— START Given records —

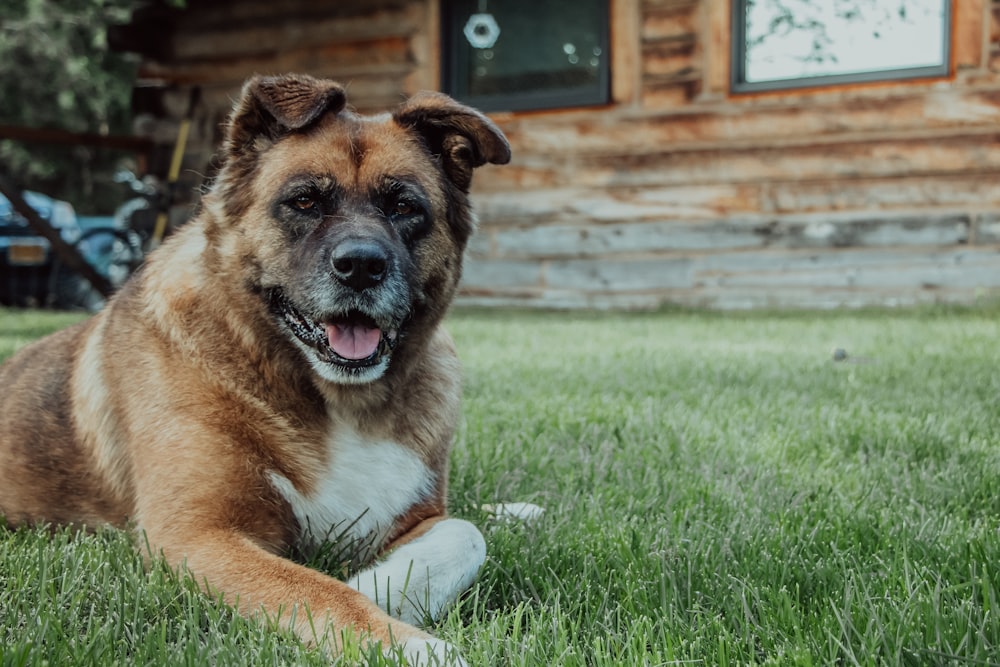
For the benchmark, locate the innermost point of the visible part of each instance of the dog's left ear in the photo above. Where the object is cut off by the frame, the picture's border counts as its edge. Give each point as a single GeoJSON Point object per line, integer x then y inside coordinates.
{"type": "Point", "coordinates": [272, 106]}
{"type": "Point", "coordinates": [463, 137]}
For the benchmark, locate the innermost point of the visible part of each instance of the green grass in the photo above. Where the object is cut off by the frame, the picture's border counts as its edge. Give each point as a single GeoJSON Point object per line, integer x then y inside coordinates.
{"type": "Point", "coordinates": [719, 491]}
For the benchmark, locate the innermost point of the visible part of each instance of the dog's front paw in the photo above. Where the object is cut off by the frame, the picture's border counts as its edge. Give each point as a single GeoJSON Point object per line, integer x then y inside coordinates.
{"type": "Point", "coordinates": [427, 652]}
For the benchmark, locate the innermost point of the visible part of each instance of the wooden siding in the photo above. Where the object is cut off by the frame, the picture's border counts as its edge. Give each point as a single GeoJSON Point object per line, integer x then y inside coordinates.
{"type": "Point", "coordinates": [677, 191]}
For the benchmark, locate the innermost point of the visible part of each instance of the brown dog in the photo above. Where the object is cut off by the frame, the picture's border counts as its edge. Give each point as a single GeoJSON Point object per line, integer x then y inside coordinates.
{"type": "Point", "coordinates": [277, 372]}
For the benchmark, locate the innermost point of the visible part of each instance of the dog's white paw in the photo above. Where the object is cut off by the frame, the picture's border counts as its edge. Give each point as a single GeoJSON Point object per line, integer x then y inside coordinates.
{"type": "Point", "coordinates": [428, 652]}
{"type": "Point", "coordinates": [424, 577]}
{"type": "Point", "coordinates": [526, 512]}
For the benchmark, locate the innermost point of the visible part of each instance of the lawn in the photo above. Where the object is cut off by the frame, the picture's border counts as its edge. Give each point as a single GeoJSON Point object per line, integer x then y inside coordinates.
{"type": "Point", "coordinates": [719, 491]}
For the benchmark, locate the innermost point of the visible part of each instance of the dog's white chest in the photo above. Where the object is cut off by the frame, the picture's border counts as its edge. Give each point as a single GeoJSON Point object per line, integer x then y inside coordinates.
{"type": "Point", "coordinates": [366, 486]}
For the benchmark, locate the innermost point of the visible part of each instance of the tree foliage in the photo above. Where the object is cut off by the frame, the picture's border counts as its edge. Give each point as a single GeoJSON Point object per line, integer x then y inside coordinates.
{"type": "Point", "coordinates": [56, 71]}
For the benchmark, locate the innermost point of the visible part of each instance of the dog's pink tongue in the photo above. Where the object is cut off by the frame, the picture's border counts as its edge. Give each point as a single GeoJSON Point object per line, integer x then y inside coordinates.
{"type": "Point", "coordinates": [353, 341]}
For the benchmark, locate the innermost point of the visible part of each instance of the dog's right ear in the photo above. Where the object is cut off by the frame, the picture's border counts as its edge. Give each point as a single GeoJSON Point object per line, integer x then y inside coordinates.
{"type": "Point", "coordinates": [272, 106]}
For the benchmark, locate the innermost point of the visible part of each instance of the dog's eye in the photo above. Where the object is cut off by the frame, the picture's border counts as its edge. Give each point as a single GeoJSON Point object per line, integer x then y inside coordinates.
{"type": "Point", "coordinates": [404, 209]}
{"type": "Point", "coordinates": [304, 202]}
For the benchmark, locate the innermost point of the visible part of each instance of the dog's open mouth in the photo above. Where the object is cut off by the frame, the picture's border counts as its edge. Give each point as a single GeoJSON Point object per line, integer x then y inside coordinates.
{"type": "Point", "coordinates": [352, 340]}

— END Given records —

* _Objective_
Reproduce word for word every line of the items from the line containing "the dog's right" through the last line, including both ends.

* _Task response_
For the benchmark, locate the innermost point of the visible part of each instance of the dog's right ear in the photo above. Where the object is cut off by the frame, the picture's border counts as its edge. Give each point as a single GeoJSON Point object per line, integer x then y inside coordinates.
{"type": "Point", "coordinates": [272, 106]}
For the benchmark, locate the innermost point of the visible part of each instance of the dog's eye in the photo above. Where the object is cut off by the frame, the picture's border counts as its edge. Give each point as a single GeoJSON Point object per line, integer x then y inside coordinates.
{"type": "Point", "coordinates": [404, 209]}
{"type": "Point", "coordinates": [304, 202]}
For the benchmark, locate the innermost point of the visible part of each instance of the dog's open mouth in the photo above. Where the object is cut off by the frame, the picture's border counts as its edge. Give each point as a single GeoJSON Point object per line, integer x then y inside coordinates.
{"type": "Point", "coordinates": [352, 340]}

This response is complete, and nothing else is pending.